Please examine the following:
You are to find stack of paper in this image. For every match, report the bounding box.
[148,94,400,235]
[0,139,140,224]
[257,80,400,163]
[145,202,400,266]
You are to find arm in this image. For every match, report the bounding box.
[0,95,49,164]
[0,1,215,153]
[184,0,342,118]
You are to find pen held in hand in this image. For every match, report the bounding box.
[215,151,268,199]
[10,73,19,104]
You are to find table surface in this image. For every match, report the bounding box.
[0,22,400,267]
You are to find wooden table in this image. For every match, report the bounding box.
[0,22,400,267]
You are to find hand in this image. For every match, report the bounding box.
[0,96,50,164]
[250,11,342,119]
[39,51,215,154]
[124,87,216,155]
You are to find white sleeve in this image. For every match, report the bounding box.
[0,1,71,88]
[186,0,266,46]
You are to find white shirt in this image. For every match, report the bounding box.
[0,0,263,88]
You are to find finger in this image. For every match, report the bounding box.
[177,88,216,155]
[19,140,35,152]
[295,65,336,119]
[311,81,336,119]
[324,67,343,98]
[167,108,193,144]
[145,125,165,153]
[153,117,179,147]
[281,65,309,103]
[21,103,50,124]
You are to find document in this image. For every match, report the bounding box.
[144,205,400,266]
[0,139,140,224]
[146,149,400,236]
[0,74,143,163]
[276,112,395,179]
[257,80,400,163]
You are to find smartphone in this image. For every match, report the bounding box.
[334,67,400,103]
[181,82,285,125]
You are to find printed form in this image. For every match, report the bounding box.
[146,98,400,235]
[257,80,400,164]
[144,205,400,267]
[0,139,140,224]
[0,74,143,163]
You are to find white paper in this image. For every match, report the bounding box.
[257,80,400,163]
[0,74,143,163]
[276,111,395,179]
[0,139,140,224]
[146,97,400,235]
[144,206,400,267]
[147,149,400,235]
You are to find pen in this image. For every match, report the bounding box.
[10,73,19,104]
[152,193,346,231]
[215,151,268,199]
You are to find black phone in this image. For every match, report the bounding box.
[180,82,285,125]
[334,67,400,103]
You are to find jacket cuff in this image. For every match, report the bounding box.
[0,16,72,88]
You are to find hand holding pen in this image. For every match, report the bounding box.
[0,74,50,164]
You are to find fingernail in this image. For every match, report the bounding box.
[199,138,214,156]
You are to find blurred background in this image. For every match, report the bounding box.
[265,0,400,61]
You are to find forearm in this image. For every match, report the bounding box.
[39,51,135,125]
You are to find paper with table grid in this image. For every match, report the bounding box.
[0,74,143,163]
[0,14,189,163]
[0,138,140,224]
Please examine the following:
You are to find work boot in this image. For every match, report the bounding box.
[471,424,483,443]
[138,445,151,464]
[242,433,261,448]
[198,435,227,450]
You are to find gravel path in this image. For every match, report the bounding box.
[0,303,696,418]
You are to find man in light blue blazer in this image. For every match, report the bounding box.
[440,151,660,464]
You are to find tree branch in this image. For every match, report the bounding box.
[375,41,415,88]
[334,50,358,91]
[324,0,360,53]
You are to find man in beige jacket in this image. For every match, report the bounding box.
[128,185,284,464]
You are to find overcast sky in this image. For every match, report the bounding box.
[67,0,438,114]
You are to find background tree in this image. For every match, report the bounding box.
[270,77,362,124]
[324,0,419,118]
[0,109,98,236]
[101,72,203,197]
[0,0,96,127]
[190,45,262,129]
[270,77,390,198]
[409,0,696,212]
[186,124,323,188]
..........
Format all of the rows above as a Markdown table with two columns, "Row" and "Line." Number each line in sequence and omit any blank lines.

| Row | Line |
|---|---|
| 1 | Please examine the following: |
| 2 | You are to find stack of paper in this image. For every match, report the bounding box. |
| 3 | [148,94,400,235] |
| 4 | [0,139,140,224] |
| 5 | [257,80,400,163] |
| 6 | [145,202,400,266] |
| 7 | You are to find arm in this image. For every match, report the bounding box. |
| 8 | [0,95,49,164] |
| 9 | [0,1,215,153] |
| 10 | [184,0,342,118] |
| 11 | You are to find pen held in hand in this image. For every match, report the bounding box. |
| 12 | [215,151,268,199] |
| 13 | [10,73,19,104] |
| 14 | You are to find table surface in this image. For every match, report the bounding box. |
| 15 | [0,22,400,267] |
| 16 | You are to find wooden table in this image. For every match, report the bounding box. |
| 17 | [0,22,400,267] |
| 18 | You are to find hand in this image. For every match, report the bounding box. |
| 19 | [0,96,50,164] |
| 20 | [250,11,342,119] |
| 21 | [39,51,215,154] |
| 22 | [124,87,216,155] |
| 23 | You are to find white sleeve in this image. For every match, report the bounding box. |
| 24 | [0,1,71,88] |
| 25 | [186,0,266,46] |
| 26 | You are to find white shirt in this image. For every match, report the bounding box. |
| 27 | [0,0,263,88] |
| 28 | You are to find finger in this image. For every match, report the bounding box. |
| 29 | [177,88,216,155] |
| 30 | [19,140,35,152] |
| 31 | [295,65,336,119] |
| 32 | [311,81,336,119] |
| 33 | [324,67,343,98] |
| 34 | [167,108,193,144] |
| 35 | [145,125,165,153] |
| 36 | [153,117,179,147] |
| 37 | [281,65,309,103] |
| 38 | [21,103,50,124] |
| 39 | You are to find document in this image. For every match, report the bounding box. |
| 40 | [144,205,400,266] |
| 41 | [0,139,140,224] |
| 42 | [146,149,400,236] |
| 43 | [0,74,143,163] |
| 44 | [276,112,395,179] |
| 45 | [257,80,400,163] |
| 46 | You are to find smartphone in this image. For every match, report the bounding box. |
| 47 | [334,67,400,103] |
| 48 | [181,82,285,125] |
| 49 | You are to find printed form in this image. For every match, report the bounding box. |
| 50 | [146,98,400,235] |
| 51 | [257,80,400,164] |
| 52 | [144,205,400,267] |
| 53 | [0,139,140,224] |
| 54 | [0,74,143,163] |
| 55 | You are to find white paper in this image. For every match, report the bounding box. |
| 56 | [257,80,400,163] |
| 57 | [0,74,143,163] |
| 58 | [276,111,395,179] |
| 59 | [0,139,140,224] |
| 60 | [146,97,400,235] |
| 61 | [144,206,400,267] |
| 62 | [147,149,400,235] |
| 63 | You are to find pen in this image. For every match, report the bounding box. |
| 64 | [10,73,19,104] |
| 65 | [152,193,346,231] |
| 66 | [215,151,268,199] |
| 67 | You are to find black phone in this image. For every match, report the bounding box. |
| 68 | [180,82,285,125] |
| 69 | [334,67,400,103] |
| 70 | You are to find jacket cuff in this image. For every match, report the bounding box. |
| 71 | [0,16,72,88] |
| 72 | You are to find hand holding pen in this image. For every match, report the bounding box. |
| 73 | [0,74,50,164] |
| 74 | You are to find fingernail in this image. For every match, report the bounding box. |
| 75 | [199,138,214,156] |
| 76 | You are to find blurred background in this image. For every match, report the bounding box. |
| 77 | [265,0,400,61] |
| 78 | You are to find forearm in this image. For every match, report the bounding box. |
| 79 | [39,51,135,125] |
| 80 | You are to find paper with table grid in this image. For every match, report the bounding box. |
| 81 | [0,74,143,163] |
| 82 | [0,14,189,163] |
| 83 | [0,138,140,224] |
| 84 | Please examine the following: |
| 85 | You are to find work boot in this image. For every match, report the bounding box. |
| 86 | [471,424,483,443] |
| 87 | [138,445,151,464] |
| 88 | [242,433,261,448] |
| 89 | [198,435,227,450] |
| 90 | You are to find gravel path in this image. For every match, report the bounding box. |
| 91 | [0,303,696,418] |
| 92 | You are to find man in light blue blazer in this image. For every match, report the bounding box. |
| 93 | [440,151,660,464] |
| 94 | You are to find tree branch in this image. For every match, report the bounding box. |
| 95 | [375,41,415,88] |
| 96 | [334,50,358,91] |
| 97 | [324,0,360,53] |
| 98 | You are to find man in beige jacket in this image. For every match, report the bounding box. |
| 99 | [128,185,284,464] |
| 100 | You are to find overcast sky in this image. For every match, report the bounding box. |
| 101 | [67,0,438,114] |
| 102 | You are to find background tree in this image. For every match, report the bounding box. |
| 103 | [270,77,362,124] |
| 104 | [324,0,419,118] |
| 105 | [0,109,98,236] |
| 106 | [101,72,203,197] |
| 107 | [0,0,96,127] |
| 108 | [190,45,262,129] |
| 109 | [270,77,390,198] |
| 110 | [409,0,696,212] |
| 111 | [186,124,323,188] |